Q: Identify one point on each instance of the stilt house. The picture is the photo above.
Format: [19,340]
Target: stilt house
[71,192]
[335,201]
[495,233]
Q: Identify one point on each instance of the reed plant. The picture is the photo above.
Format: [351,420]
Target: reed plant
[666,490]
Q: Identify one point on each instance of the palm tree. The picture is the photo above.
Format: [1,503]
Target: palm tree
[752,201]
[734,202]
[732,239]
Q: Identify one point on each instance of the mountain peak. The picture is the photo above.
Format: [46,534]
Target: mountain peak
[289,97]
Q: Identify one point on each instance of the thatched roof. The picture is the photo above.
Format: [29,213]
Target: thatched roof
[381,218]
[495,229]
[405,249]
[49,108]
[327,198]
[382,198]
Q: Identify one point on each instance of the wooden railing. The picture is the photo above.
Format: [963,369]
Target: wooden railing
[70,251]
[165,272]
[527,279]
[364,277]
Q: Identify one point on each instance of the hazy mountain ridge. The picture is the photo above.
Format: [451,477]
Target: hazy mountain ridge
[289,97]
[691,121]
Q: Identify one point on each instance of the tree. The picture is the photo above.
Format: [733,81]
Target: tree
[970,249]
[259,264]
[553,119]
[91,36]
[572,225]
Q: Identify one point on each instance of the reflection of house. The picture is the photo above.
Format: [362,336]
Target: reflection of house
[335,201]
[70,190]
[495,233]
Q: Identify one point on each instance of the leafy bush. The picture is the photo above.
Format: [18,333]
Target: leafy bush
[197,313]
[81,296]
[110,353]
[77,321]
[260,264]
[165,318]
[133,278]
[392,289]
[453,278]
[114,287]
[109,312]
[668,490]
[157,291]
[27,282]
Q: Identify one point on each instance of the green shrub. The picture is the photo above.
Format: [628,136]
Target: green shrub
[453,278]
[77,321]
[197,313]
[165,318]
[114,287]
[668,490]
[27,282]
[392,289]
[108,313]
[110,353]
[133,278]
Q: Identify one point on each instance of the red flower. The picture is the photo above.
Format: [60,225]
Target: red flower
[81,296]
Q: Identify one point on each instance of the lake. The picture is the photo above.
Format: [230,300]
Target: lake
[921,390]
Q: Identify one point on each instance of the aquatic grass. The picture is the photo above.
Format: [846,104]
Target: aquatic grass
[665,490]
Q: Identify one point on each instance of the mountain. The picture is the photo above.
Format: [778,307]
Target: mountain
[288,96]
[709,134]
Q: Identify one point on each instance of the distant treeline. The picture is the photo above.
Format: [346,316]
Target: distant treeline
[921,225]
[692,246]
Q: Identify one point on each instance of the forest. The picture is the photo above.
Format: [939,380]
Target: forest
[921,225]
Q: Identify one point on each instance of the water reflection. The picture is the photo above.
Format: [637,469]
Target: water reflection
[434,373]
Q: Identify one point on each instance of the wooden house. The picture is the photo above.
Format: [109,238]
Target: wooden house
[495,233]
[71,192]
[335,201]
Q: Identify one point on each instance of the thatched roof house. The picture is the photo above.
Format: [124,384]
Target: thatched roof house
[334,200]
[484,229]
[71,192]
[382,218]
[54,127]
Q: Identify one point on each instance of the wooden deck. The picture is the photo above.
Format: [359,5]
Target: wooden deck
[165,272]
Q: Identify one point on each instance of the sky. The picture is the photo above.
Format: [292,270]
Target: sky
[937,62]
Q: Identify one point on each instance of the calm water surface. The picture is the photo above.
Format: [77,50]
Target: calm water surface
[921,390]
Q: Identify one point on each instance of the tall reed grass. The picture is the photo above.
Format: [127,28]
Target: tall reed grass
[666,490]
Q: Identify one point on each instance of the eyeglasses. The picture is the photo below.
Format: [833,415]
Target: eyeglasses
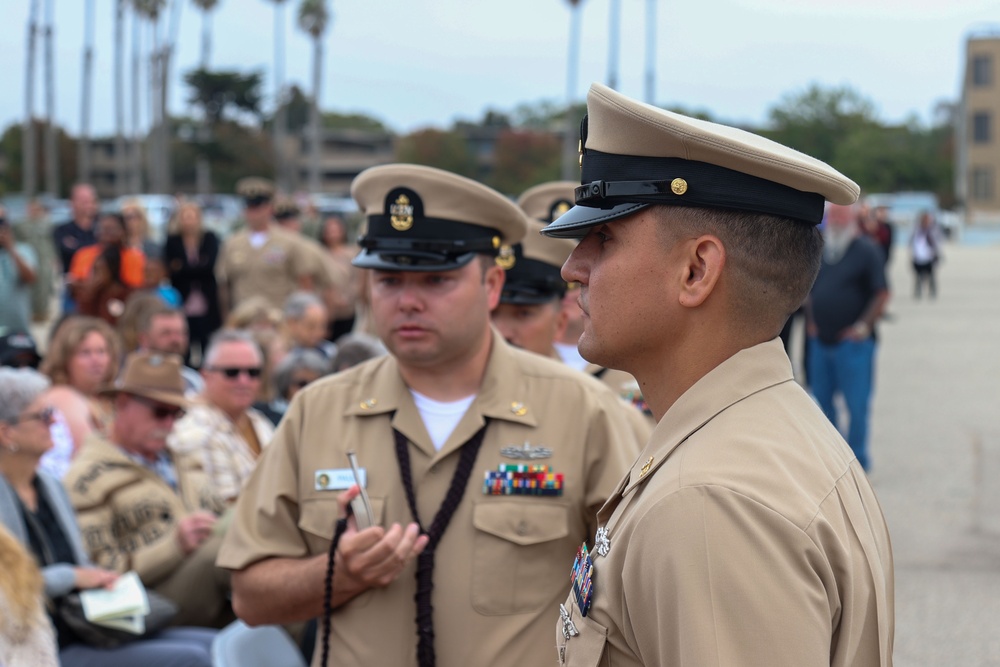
[159,410]
[232,372]
[45,415]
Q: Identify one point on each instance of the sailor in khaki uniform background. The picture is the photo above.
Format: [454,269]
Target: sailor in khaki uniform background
[530,313]
[543,204]
[746,533]
[502,456]
[261,259]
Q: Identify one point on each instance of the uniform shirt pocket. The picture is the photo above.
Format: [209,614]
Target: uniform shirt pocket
[519,555]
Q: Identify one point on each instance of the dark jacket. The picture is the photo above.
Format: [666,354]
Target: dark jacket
[185,275]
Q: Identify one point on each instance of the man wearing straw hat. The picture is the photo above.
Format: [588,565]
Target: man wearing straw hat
[141,510]
[746,533]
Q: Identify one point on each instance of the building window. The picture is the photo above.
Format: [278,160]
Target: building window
[981,127]
[982,71]
[982,184]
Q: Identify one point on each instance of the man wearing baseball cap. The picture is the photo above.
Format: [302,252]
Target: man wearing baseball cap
[746,532]
[479,478]
[139,508]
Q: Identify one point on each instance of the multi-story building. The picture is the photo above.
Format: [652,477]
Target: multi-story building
[977,173]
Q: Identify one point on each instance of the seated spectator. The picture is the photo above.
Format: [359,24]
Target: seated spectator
[82,357]
[305,323]
[296,370]
[352,349]
[163,330]
[139,508]
[223,433]
[35,508]
[110,233]
[26,634]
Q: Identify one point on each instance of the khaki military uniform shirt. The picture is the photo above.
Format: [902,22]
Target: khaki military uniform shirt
[745,534]
[272,270]
[501,564]
[128,515]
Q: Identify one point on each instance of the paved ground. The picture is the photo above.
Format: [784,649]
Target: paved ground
[936,458]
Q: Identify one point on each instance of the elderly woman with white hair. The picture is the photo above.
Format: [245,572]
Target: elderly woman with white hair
[36,510]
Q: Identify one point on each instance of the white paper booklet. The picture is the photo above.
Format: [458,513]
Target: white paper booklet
[123,607]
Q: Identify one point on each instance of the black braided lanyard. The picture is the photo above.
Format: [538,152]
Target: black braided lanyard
[425,561]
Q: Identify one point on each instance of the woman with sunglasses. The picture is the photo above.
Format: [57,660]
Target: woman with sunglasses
[34,507]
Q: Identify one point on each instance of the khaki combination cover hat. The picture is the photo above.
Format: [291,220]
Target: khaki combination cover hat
[153,376]
[425,219]
[533,275]
[634,155]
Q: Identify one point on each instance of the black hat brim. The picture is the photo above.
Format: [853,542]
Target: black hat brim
[574,223]
[406,261]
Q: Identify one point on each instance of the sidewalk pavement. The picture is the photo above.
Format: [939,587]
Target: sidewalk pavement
[935,449]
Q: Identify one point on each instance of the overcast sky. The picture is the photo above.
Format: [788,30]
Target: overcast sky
[417,63]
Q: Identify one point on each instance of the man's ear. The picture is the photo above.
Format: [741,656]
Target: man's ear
[704,259]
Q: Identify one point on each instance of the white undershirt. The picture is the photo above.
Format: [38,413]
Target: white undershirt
[258,239]
[441,418]
[571,356]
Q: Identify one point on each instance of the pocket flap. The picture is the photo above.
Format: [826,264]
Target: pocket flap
[522,523]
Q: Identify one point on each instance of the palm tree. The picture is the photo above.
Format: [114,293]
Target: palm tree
[313,19]
[120,97]
[570,169]
[51,147]
[87,85]
[29,183]
[280,117]
[206,7]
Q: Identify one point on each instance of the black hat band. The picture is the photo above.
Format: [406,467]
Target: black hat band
[609,180]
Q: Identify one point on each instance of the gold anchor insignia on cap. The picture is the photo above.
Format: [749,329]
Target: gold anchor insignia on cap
[506,260]
[401,214]
[646,466]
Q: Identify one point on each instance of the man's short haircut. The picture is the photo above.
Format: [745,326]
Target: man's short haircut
[146,316]
[299,359]
[298,303]
[771,261]
[223,336]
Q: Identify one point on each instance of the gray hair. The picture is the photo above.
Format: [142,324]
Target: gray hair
[299,359]
[18,388]
[223,336]
[298,303]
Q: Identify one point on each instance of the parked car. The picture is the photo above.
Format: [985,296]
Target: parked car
[159,210]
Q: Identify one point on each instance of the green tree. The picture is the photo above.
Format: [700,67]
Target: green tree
[220,92]
[524,158]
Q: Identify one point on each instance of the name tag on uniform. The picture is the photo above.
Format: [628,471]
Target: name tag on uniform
[338,479]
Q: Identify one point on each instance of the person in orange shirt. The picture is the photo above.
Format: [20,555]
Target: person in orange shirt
[110,232]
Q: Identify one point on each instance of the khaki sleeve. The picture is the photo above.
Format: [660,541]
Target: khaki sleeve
[611,447]
[715,578]
[151,562]
[266,515]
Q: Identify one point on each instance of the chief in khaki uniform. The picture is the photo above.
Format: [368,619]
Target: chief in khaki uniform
[432,424]
[544,203]
[746,533]
[139,508]
[261,259]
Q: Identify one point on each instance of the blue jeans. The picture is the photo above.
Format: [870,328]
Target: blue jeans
[848,368]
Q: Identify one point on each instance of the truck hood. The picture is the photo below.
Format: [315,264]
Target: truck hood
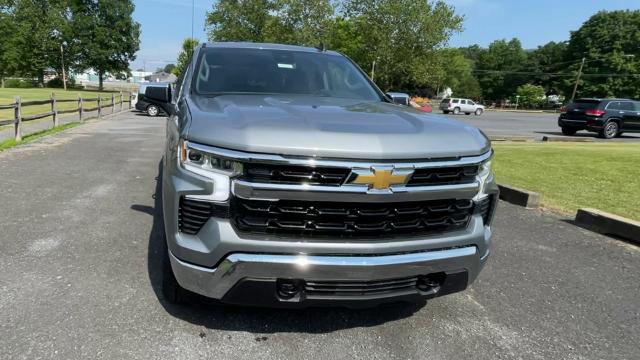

☆ ☆ ☆ ☆

▶ What you have to do
Copy the data from the line that has "Q: Identify one point on each instance of the chief" through the end of the data, swapping "blue jeans" for "denim pants" and leaving everything else unchanged. Omit the pictures.

▶ Result of this task
Q: Identify one point on each instance of the chief in khaki uniform. The picture is the photo above.
Format: [368,619]
Target: chief in khaki uniform
[432,424]
[544,203]
[746,533]
[139,508]
[261,259]
Q: Identify one point on each instance of the denim pants. The picture is the photo above.
Format: [870,328]
Target: denim pants
[848,368]
Q: Identify one point on each instance of the truck hood. The picture is the photo below.
Format: [315,264]
Target: truck hood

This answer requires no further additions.